**Work instruction 1**
Answer these questions on the SPEAR text, one per line:
(a) At what address is SPEAR hosted?
(b) What kind of package is SPEAR?
(c) According to the introduction, what do multi-omics signatures offer by leveraging associations between different types of analytes?
**Work instruction 2**
Carry the introduction on SPEAR and biological signatures further, picking up after its final sentence.

**Reading text**
***

Availability SPEAR is a publicly available R-package hosted at https://bitbucket.org/kleinstein/SPEAR.
Contact jeremy.gygi{at}yale.edu; leying.guan{at}yale.edu
1 Introduction
Biological signatures, composed of subsets of predictive analytes, serve as valuable biomarkers for disease diagnosis and prognosis (Ramilo et al., 2007; Yu et al., 2019; Bodkin et al., 2022; Chawla et al., 2022), as well as the prediction of responses to vaccinations and therapies (Fourati et al., 2022; Hagan et al., 2022). In addition to being predictive, signatures offer interpretable insight into the underlying mechanisms that drive disease, further adding to their value to the scientific community. By leveraging associations between different types of analytes, multi-omics signatures offer the possibility of improved performance and greater insights.

***

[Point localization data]
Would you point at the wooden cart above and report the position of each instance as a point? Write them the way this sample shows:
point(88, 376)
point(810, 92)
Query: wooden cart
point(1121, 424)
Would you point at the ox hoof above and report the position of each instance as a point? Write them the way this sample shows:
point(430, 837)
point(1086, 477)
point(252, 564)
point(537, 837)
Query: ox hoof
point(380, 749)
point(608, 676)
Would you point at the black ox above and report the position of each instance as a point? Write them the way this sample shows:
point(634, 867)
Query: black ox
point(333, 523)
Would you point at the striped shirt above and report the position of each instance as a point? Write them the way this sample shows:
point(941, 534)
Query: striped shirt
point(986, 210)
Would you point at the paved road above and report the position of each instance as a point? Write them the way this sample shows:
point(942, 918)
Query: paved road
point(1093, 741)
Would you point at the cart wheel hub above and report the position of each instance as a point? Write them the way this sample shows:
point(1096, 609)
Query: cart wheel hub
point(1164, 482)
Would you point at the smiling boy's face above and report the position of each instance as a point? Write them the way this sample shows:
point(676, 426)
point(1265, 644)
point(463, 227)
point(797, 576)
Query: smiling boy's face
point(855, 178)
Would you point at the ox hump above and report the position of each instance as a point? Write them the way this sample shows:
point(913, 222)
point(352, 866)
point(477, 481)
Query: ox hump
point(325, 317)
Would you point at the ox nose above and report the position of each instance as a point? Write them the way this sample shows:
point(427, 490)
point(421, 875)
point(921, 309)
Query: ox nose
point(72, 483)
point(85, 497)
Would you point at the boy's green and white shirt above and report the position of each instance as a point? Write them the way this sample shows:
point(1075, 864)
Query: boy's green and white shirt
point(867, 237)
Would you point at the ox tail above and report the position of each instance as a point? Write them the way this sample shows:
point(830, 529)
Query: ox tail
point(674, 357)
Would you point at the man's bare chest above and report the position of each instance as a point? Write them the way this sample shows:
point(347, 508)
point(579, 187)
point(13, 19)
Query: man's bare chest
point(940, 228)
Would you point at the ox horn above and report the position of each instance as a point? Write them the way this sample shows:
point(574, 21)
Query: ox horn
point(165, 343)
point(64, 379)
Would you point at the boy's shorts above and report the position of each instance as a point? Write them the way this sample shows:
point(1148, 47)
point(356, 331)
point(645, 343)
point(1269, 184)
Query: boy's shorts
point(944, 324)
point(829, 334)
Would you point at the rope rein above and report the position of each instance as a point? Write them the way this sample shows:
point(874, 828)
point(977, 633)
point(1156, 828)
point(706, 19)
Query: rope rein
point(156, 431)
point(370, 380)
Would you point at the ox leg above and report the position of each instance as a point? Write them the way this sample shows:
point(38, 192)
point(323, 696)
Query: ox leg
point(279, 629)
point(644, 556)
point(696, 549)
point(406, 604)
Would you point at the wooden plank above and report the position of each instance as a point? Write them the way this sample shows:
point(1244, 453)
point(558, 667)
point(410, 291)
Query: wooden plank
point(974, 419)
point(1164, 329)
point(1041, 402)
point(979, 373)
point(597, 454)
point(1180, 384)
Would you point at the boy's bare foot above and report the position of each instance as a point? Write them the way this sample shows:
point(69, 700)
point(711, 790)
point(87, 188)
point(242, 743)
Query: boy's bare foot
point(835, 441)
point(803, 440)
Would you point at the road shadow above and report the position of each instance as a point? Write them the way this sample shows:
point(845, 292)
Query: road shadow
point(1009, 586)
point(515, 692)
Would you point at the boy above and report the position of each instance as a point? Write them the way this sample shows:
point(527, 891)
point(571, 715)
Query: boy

***

**Written reply 1**
(a) https://bitbucket.org/kleinstein/SPEAR
(b) A publicly available R-package.
(c) The possibility of improved performance and greater insights.

**Written reply 2**
The identification of predictive biological signatures continues to be a prominent area of focus in biomedical research. For example, Fourati et al. (Fourati et al., 2022) and Hagan et al. (Hagan et al., 2022) identified pre- and post-vaccination gene signatures predictive of antibody responses across 13 different vaccines by random forest classification and logistic regression, respectively. Walker et al. (Walker et al., 2023) identified potential protein biomarkers of dementia via Cox proportional hazards regression modeling. Signatures can also provide mechanistic insight into underlying biological processes that affect the response of interest. Nakaya et al. (Nakaya et al., 2011) found a gene signature predictive of seasonal TIV vaccination response that included TLR5, known to sense bacterial flagellin. High association between TLR5 and TIV vaccination prompted the study and hypothesis that other ligands for TLR5, such as microbiota, are involved in influencing adaptive immunity to vaccination. These studies, like most studies, identify signatures that are derived from a single biological assay.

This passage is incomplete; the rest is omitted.